Extracto del texto:
Al llegar a este punto, el texto adquiere un tono tremendamente trágico: «Entonces dijeron al rey: “Un hombre quiso exterminarnos, y pensó destruirnos (…) Que nos entreguen siete de sus hijos varones, y los colgaremos [empalaremos] en honor del Señor, en Gabaón, en la montaña del Señor”» (21,5-6). David acepta pagar este loco precio, sin negociar: «A Amoní y Meribaal, los dos hijos de Saúl y Rispá, hija de Ayá, y a los cinco hijos (…) de Merab, hija de Saúl, se los entregó a los gabaonitas, que los colgaron [empalaron] en el monte ante el Señor. Murieron los siete a la vez» (21,8-9).
El pacto absurdo se cierra. El daño de sangre es convenientemente pagado con más sangre. Pero nosotros no podemos dejar de preguntar a la Biblia: ¿Cómo ha podido David aceptar un comercio tan infame? ¿Cómo ha podido creer que YHWH necesita sangre para aplacarse y reconciliarse con el pueblo? Podríamos decir que, en realidad, David se mueve en un plano principalmente político: entrega a los siete saulitas para reconciliarse con los gabaonitas y eliminar a los últimos supervivientes de la casa rival de Saúl. Esta es una respuesta posible pero parcial, porque en la Biblia es muy difícil, cuando no imposible, aislar el componente político del religioso. El sacrificio de las víctimas se produce en un lugar sagrado, el templo de YHWH en Gabaón, usando hombres como “ofrendas a YHWH” en un contexto sacrificial. Así pues, el deudor principal es Dios.
Este pacto de sangre nos revela una dimensión importante de la fe de Israel en los albores de la monarquía. David, el rey según el corazón de Dios, el cantor de salmos espléndidos, el amigo sincero de Jonatán, tan querido por la Biblia, con toda probabilidad creía verdaderamente poder aplacar y satisfacer a YHWH, el Dios distinto de la Alianza, con sangre humana. Pero la noticia más triste es que, a pesar de que han pasado más de tres mil años desde aquella ofrenda depravada, a pesar del cristianismo y de San Pablo, nosotros seguimos creyendo en el mismo Dios que David y los gabaonitas cada vez – desgraciadamente son muchas – que, más o menos conscientemente, interpretamos la sangre de Cristo en la cruz como el precio pagado al Padre por nuestros pecados. O cuando ofrecemos nuestro dolor e incluso nuestra propia vida como sacrificio, pensando que allá arriba alguien lo espera y nuestra ofrenda-sacrificio le agrada, creyendo que la medida de nuestra autenticidad es la “sangre” y el dolor que le “damos”.

Filas de datos:
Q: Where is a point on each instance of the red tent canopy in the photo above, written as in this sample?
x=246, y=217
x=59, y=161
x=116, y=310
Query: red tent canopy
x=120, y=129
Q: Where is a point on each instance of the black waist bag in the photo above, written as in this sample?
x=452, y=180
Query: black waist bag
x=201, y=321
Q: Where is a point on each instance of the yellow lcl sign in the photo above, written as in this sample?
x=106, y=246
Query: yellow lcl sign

Solicitud escrita 1: En el extracto sobre David y los gabaonitas, la frase que comienza con «Este pacto de sangre nos revela» va seguida de otra que describe a David con varias expresiones antes de decir lo que creía. Enumera todas esas expresiones.
Solicitud escrita 2: Escribe la continuación del extracto sobre David y los gabaonitas a partir de su última frase.

Resultado 1:
- el rey según el corazón de Dios
- el cantor de salmos espléndidos
- el amigo sincero de Jonatán
- tan querido por la Biblia

Resultado 2:
Pero también en este relato tremendo nos topamos de repente con el esplendor de una epifanía con una idea distinta de la fe, la vida y la religión. La Biblia es inmensa, entre otras cosas, por esta continua auto-subversión. Se trata del gesto de Rispá, una mujer que, sin hablar, nos deja uno de los discursos más fuertes, dramáticos y espirituales de toda la literatura religiosa, iluminando de este modo este sacrificio arcaico con una luz de paraíso: «Rispá, hija de Ayá, agarró un saco, lo extendió sobre la peña y desde el comienzo de la siega hasta que llegaron las lluvias estuvo allí espantando día y noche a las aves y a las fieras» (21,10).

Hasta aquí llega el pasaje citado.